BRIEF:
When you copy the entries, keep every word exactly as it stands.

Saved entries
%%

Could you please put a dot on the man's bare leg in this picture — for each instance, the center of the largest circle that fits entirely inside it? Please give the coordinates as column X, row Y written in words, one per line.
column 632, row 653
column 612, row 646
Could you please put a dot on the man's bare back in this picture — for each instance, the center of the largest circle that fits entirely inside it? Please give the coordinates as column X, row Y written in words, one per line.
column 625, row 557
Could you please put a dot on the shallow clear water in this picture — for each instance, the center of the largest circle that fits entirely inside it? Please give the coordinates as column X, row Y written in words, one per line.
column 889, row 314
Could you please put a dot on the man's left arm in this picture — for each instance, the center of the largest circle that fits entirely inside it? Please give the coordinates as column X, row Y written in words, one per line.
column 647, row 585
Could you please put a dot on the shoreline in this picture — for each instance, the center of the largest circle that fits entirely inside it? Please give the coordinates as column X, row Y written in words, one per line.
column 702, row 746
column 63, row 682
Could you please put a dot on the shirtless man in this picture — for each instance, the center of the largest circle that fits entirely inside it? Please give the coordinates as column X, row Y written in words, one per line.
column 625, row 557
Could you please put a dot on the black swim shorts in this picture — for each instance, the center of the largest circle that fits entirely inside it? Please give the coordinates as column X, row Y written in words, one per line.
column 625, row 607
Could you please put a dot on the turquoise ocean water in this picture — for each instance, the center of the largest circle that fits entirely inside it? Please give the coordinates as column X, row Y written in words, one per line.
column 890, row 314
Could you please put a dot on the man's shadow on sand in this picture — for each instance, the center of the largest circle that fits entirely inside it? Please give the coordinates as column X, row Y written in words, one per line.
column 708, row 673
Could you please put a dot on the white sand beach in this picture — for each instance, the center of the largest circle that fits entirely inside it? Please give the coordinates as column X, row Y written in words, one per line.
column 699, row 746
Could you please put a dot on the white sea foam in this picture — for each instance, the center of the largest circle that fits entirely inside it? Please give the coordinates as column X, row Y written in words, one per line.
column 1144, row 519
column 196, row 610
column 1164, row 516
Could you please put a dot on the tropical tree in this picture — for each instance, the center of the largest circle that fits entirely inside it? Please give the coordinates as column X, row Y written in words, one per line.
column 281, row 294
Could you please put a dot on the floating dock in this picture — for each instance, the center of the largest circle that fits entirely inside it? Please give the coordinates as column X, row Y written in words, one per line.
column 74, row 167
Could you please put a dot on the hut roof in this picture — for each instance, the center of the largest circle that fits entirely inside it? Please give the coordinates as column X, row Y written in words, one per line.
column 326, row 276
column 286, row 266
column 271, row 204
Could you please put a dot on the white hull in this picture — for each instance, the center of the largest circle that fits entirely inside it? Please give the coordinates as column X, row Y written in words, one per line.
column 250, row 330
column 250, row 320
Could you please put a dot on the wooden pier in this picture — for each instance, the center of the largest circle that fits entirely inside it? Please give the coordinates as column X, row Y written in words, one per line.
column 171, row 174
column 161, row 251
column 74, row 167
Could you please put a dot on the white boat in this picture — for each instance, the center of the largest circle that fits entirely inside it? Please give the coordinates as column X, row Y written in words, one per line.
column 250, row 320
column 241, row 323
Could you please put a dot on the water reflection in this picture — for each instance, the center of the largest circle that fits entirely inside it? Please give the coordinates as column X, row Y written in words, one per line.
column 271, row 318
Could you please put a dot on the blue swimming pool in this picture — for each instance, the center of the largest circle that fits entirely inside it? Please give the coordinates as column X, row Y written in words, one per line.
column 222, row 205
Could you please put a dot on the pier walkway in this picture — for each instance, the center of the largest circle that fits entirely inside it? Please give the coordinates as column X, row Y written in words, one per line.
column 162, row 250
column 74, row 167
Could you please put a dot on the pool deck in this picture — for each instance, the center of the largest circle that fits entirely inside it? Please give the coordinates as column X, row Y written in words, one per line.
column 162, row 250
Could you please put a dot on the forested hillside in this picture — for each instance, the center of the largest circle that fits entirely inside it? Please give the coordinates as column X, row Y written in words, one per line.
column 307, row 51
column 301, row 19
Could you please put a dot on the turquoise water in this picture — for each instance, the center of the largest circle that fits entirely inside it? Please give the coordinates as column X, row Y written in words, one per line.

%%

ANSWER BOX:
Could you please put a dot on the man's bare leg in this picture — for each instance, the center of the largest circle that fits entirely inside it? Please give the coordinates as column X, row Y written in words, one per line.
column 632, row 653
column 612, row 646
Could you please put a dot on the man's bare back in this picture — for each instance, the center of the largest circle that fits entirely inside it? Please give the coordinates as column X, row Y written in words, one per line.
column 625, row 557
Could you please put a dot on the shallow clear water in this picture — for each instance, the center of the largest circle that fits entirely inside it? Please give the coordinates as column X, row Y written in words, one per line.
column 889, row 314
Could you please put a dot on the man's left arm in this picture — for each instance, the center of the largest circle that fits entirely inside it? Please give the coordinates as column X, row Y written in words, one per line.
column 647, row 585
Could you please put a dot on the shoreline in this picture — for each instance, the center of the largest circle that fits entirely inside it? Please give the coordinates as column X, row Y written in words, one per line.
column 702, row 746
column 63, row 682
Could you please put a dot on the shirtless man in this picture — for each instance, the center of the largest circle that fits entirely inside it? Please give the coordinates as column X, row Y written in words, one per line.
column 625, row 557
Could you please put a dot on the black swim shorts in this picture — for each instance, the center of the largest circle that fits entirely inside it? Please give the coordinates as column X, row Y written in words, one per line.
column 625, row 607
Could you please put a dot on the turquoise ocean water in this picture — for each instance, the center of the largest circle that fits entirely inside it? Please give the coordinates as column X, row Y written in words, one per line.
column 890, row 314
Could you please put a dot on the man's shadow on sand in this picture — for each instance, the center of the largest circle that fits entirely inside it? Please give the coordinates as column X, row Y written in words, one per line.
column 708, row 673
Could you please put a dot on the white sand beach in this picture — for each instance, the center of the largest circle that fits entirely inside it? Please give the coordinates as column X, row Y written in words, one per line.
column 699, row 746
Could you please put a dot on the white sea foam in this picture — for each instance, the center of the largest circle that fits entirely inside it? Please give the coordinates as column X, row Y written in words, one per line.
column 1144, row 519
column 196, row 610
column 1164, row 516
Could you please put a dot on the tropical tree in this picture — for each instance, the center of the largest circle that fits entirely inside it? Please give the coordinates as column X, row Y written in words, one per line.
column 281, row 294
Could you please put a dot on the floating dock in this picture — for each instance, the center of the largest circle that fits entirely inside it? Please give the coordinates as column X, row Y written in words, one per line.
column 74, row 167
Could you please put a dot on the hut roof in this picture — for each instance, the center of the largest circle that fits entirely inside it? Please give the coordinates as column X, row Y written in words, one per line.
column 326, row 276
column 286, row 266
column 271, row 204
Could you please put a dot on the white hull in this picture — for each instance, the center of the largest circle that fits entirely inside it? Please give the coordinates as column X, row Y written in words, one per line.
column 250, row 330
column 250, row 320
Could you please put a dot on the wooden pier in this picture — for each instance, the center of the largest circle that fits entirely inside it? Please give the coordinates as column X, row Y written in words, one per line.
column 171, row 174
column 161, row 251
column 74, row 167
Could you please put a dot on the white boat in this picture — for each instance, the center of the largest circle that fits entirely inside it? Please give the coordinates as column X, row Y written in words, one per line.
column 250, row 320
column 241, row 323
Could you please put a dot on the water reflection in this picture — for each instance, the center of the largest circle that fits entirely inside it? Please give the coordinates as column X, row Y written in words, one per line.
column 271, row 318
Could you please put a dot on the blue swimming pool in this picture — for each instance, the center of the largest circle that fits entirely inside it? Please give the coordinates as column X, row Y written in words, one per line.
column 222, row 205
Could you please put a dot on the pier walkway in this picture — for each instance, the center of the largest circle that fits entirely inside it? Please give the coordinates as column X, row Y written in words, one per line.
column 162, row 250
column 74, row 167
Could you please put a dot on the pool deck in this picture — for each instance, the center of the largest circle that fits entirely inside it? Please give the coordinates as column X, row Y written in words, one per line.
column 162, row 250
Could you please put a dot on the forested hillside in this picture — for each instance, the center of the largest circle that fits entirely inside it? Please give the coordinates as column X, row Y written in words, one per line.
column 307, row 51
column 301, row 19
Could you please put a dot on the turquoise water in this picture — for each instance, the center of the largest circle that fits entirely inside it? Please give the coordinates as column X, row Y written in words, one per line.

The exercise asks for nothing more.